=== WRITTEN PROBLEM ===
Repeat the lines of the material below word for word, starting at the line that contains "[point] every instance of the orange" and ending with the last line of the material.

Labels for object points
START

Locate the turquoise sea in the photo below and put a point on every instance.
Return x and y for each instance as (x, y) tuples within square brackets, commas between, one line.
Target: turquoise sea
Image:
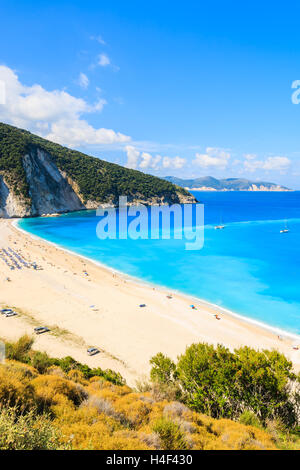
[(248, 268)]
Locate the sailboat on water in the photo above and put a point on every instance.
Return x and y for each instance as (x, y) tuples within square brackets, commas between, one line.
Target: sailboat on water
[(220, 226), (285, 229)]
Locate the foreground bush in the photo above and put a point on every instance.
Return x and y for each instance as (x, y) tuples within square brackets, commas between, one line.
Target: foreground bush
[(26, 432), (220, 383), (21, 351)]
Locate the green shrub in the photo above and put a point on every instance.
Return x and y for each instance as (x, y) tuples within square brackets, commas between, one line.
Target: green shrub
[(170, 434), (249, 419), (19, 350), (221, 383), (26, 432)]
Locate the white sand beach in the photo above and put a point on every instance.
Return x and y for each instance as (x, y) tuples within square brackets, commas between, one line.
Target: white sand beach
[(101, 309)]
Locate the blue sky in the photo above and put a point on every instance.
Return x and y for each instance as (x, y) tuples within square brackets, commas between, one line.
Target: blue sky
[(171, 88)]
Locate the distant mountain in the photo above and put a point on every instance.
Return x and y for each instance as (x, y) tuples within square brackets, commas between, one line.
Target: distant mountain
[(208, 183), (38, 176)]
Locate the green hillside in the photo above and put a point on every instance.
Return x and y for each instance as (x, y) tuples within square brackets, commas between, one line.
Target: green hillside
[(97, 180)]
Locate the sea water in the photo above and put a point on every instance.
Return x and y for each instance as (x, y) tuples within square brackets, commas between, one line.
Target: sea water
[(249, 267)]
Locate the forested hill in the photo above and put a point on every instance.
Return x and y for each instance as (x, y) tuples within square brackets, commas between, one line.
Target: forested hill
[(38, 176), (228, 184)]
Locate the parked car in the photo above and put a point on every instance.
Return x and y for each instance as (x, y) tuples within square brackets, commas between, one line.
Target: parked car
[(92, 351), (4, 311), (11, 314), (41, 329)]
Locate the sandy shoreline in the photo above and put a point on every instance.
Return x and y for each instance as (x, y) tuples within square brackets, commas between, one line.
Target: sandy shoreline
[(102, 309)]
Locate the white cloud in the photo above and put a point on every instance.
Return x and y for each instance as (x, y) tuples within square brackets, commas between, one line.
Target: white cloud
[(270, 164), (83, 80), (173, 163), (99, 39), (55, 115), (250, 156), (214, 157), (132, 157), (103, 60), (144, 160)]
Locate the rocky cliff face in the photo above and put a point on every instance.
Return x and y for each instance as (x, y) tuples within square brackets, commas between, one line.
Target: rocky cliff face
[(52, 191), (49, 190)]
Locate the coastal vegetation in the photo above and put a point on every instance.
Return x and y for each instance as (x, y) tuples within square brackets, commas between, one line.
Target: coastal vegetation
[(96, 179), (225, 384), (48, 403)]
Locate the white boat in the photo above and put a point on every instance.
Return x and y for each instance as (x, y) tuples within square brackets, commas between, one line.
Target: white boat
[(285, 229), (221, 226)]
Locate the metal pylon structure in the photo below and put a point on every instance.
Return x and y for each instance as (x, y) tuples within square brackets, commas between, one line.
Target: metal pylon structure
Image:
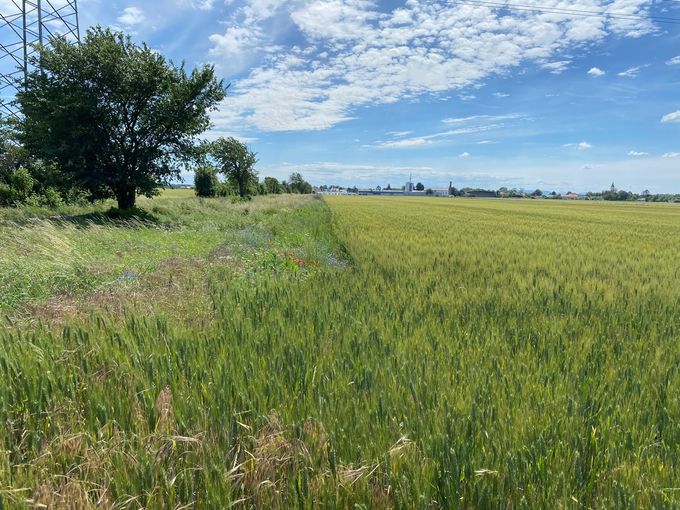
[(23, 25)]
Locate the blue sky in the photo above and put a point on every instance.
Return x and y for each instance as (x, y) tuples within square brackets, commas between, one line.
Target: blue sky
[(360, 92)]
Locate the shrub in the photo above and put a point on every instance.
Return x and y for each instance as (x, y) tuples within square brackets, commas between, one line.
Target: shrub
[(206, 182)]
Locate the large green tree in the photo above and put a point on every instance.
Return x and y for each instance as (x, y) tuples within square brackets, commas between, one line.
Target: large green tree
[(237, 163), (118, 118)]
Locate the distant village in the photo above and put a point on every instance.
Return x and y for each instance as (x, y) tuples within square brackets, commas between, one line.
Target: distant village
[(413, 190)]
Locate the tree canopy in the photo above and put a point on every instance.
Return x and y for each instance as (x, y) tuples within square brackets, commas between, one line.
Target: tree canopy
[(117, 118), (237, 163)]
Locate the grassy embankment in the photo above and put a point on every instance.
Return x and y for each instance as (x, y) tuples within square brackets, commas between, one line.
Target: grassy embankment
[(472, 354)]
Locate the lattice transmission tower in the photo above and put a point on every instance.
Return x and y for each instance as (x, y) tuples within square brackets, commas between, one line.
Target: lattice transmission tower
[(23, 25)]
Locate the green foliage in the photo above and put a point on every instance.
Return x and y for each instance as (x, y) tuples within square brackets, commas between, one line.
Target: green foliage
[(206, 181), (237, 163), (485, 363), (272, 186), (297, 184), (117, 118)]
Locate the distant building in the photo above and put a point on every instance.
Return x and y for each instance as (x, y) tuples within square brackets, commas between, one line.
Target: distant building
[(480, 193)]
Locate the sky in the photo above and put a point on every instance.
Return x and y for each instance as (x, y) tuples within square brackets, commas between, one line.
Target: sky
[(484, 93)]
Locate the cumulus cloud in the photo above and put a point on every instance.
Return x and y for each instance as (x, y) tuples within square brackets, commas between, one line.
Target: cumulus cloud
[(131, 16), (350, 53)]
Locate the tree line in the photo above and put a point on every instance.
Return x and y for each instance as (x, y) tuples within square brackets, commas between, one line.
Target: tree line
[(232, 160), (108, 118)]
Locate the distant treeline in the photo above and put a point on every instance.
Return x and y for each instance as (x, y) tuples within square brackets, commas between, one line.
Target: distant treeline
[(131, 125), (503, 192)]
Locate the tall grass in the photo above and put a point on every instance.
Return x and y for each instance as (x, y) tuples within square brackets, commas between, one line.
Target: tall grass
[(432, 354)]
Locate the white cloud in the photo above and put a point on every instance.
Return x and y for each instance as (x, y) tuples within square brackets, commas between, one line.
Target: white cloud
[(439, 137), (202, 5), (131, 16), (671, 117), (485, 118), (582, 146), (352, 54), (557, 67), (631, 72)]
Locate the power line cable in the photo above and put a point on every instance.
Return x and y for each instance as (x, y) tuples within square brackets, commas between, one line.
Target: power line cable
[(570, 12)]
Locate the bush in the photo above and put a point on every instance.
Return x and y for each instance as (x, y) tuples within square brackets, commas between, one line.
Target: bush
[(7, 195), (206, 182), (226, 189), (22, 184)]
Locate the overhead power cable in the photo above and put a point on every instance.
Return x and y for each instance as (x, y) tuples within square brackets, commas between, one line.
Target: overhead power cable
[(569, 12)]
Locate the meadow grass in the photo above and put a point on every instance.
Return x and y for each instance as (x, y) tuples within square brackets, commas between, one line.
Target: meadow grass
[(357, 353)]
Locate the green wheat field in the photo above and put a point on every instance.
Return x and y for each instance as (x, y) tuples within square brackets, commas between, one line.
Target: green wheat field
[(352, 353)]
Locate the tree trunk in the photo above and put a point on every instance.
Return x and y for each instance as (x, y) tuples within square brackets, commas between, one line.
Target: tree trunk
[(126, 196)]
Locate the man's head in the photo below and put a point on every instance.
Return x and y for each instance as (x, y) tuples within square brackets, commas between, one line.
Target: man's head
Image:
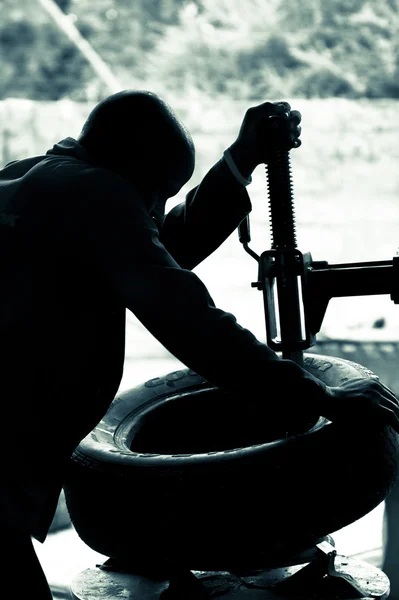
[(137, 134)]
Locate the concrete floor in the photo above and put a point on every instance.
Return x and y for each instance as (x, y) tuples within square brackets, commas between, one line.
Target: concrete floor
[(63, 555)]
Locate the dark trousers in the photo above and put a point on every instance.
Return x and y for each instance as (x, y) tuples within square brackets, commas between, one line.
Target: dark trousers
[(21, 573)]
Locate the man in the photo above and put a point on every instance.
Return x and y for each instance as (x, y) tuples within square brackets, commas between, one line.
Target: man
[(83, 236)]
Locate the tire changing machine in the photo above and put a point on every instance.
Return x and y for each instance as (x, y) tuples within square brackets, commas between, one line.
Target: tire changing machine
[(296, 291)]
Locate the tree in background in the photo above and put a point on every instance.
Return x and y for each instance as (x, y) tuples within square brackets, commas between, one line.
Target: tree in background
[(244, 50)]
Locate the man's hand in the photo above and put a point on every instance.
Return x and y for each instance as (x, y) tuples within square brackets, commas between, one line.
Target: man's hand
[(362, 400), (266, 128)]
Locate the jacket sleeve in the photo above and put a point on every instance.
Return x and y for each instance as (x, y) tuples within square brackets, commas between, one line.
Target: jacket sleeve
[(194, 229), (174, 305)]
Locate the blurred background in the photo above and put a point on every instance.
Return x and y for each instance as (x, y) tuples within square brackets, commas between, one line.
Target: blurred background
[(337, 62)]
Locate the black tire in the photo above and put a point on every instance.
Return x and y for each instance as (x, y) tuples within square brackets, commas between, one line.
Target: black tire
[(161, 478)]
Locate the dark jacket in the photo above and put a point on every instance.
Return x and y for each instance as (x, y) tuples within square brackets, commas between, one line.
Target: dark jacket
[(78, 247)]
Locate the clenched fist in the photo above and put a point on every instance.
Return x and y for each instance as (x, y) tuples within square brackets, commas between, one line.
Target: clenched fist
[(265, 128)]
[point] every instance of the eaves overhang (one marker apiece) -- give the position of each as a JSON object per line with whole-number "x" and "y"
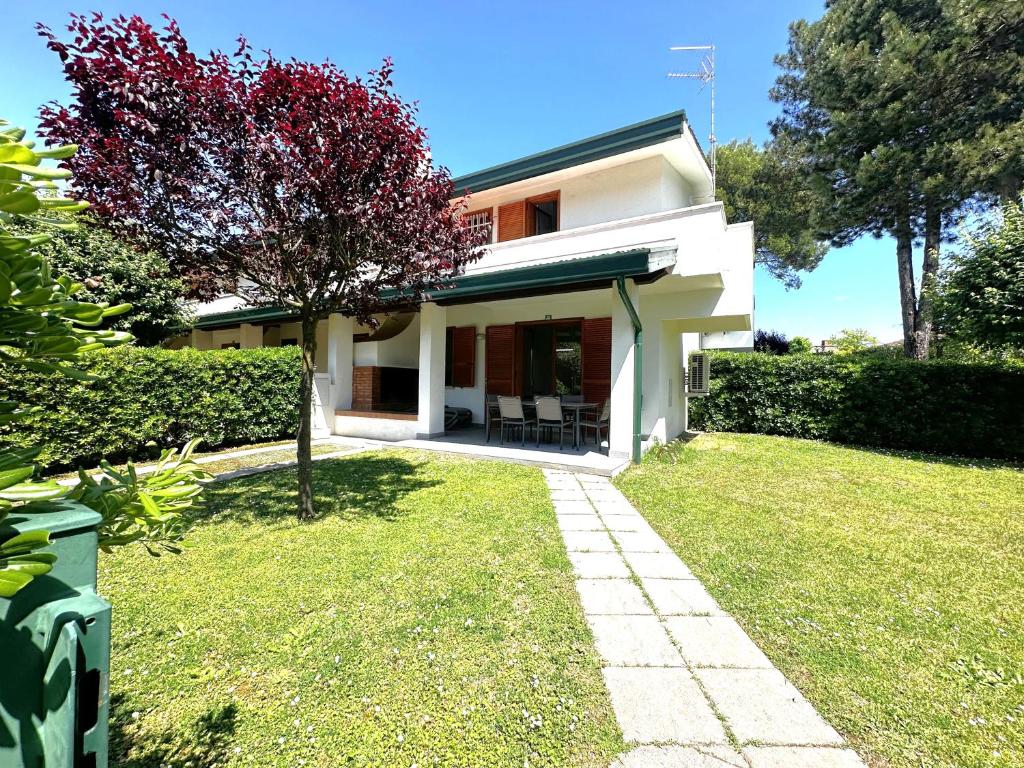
{"x": 561, "y": 276}
{"x": 603, "y": 145}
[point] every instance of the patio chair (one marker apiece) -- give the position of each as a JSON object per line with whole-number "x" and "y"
{"x": 598, "y": 422}
{"x": 549, "y": 414}
{"x": 489, "y": 411}
{"x": 511, "y": 414}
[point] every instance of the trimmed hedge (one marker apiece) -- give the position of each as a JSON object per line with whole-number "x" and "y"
{"x": 150, "y": 398}
{"x": 940, "y": 407}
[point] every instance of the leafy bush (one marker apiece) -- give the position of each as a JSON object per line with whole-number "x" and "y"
{"x": 937, "y": 406}
{"x": 146, "y": 397}
{"x": 771, "y": 342}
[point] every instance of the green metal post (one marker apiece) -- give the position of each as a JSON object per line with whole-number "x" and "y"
{"x": 637, "y": 365}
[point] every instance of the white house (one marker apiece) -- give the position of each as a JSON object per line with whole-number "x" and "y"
{"x": 602, "y": 253}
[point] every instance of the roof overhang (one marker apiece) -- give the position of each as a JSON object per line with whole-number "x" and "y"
{"x": 539, "y": 280}
{"x": 624, "y": 144}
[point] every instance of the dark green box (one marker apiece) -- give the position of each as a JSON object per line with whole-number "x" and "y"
{"x": 55, "y": 650}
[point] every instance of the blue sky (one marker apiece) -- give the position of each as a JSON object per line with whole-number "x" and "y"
{"x": 496, "y": 82}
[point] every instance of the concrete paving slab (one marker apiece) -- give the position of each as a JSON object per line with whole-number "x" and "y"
{"x": 715, "y": 641}
{"x": 657, "y": 565}
{"x": 598, "y": 565}
{"x": 614, "y": 508}
{"x": 802, "y": 757}
{"x": 626, "y": 522}
{"x": 588, "y": 541}
{"x": 712, "y": 756}
{"x": 580, "y": 522}
{"x": 658, "y": 706}
{"x": 680, "y": 597}
{"x": 573, "y": 508}
{"x": 633, "y": 641}
{"x": 567, "y": 495}
{"x": 611, "y": 596}
{"x": 640, "y": 541}
{"x": 762, "y": 706}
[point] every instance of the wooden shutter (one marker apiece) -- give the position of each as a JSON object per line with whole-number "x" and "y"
{"x": 464, "y": 356}
{"x": 596, "y": 359}
{"x": 512, "y": 221}
{"x": 500, "y": 357}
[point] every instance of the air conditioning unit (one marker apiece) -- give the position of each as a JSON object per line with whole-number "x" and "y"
{"x": 698, "y": 375}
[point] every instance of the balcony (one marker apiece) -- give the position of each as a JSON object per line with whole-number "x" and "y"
{"x": 695, "y": 232}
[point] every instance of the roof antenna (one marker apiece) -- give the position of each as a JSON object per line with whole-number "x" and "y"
{"x": 706, "y": 75}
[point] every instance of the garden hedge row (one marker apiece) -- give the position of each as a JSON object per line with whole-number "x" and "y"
{"x": 145, "y": 398}
{"x": 940, "y": 407}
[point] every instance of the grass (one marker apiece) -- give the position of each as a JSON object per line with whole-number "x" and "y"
{"x": 428, "y": 617}
{"x": 285, "y": 452}
{"x": 889, "y": 588}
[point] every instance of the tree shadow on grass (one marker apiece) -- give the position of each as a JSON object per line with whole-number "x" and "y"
{"x": 204, "y": 744}
{"x": 370, "y": 484}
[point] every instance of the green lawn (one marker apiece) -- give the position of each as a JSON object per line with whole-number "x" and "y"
{"x": 890, "y": 589}
{"x": 427, "y": 619}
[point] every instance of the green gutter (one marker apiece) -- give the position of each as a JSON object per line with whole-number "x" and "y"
{"x": 466, "y": 288}
{"x": 637, "y": 365}
{"x": 624, "y": 139}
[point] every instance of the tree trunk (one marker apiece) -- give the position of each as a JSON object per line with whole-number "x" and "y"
{"x": 929, "y": 278}
{"x": 306, "y": 510}
{"x": 907, "y": 297}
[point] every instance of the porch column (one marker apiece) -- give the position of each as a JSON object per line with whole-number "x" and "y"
{"x": 431, "y": 400}
{"x": 339, "y": 359}
{"x": 250, "y": 336}
{"x": 621, "y": 433}
{"x": 202, "y": 339}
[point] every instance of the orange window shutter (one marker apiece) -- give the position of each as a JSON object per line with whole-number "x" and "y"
{"x": 596, "y": 380}
{"x": 512, "y": 220}
{"x": 500, "y": 359}
{"x": 464, "y": 356}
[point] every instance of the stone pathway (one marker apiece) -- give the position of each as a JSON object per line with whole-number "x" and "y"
{"x": 689, "y": 688}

END

=== TASK SOLUTION ===
[point] every instance of the orange window shutter (one marker apiece) -- give the position of each as a JSON object per line with whole-number "x" and "y"
{"x": 596, "y": 380}
{"x": 512, "y": 220}
{"x": 500, "y": 359}
{"x": 464, "y": 356}
[point] every instance of the stone pathway (one marker apiece) -- give the position of each as a JSON object per line with whole-number "x" and "y"
{"x": 689, "y": 688}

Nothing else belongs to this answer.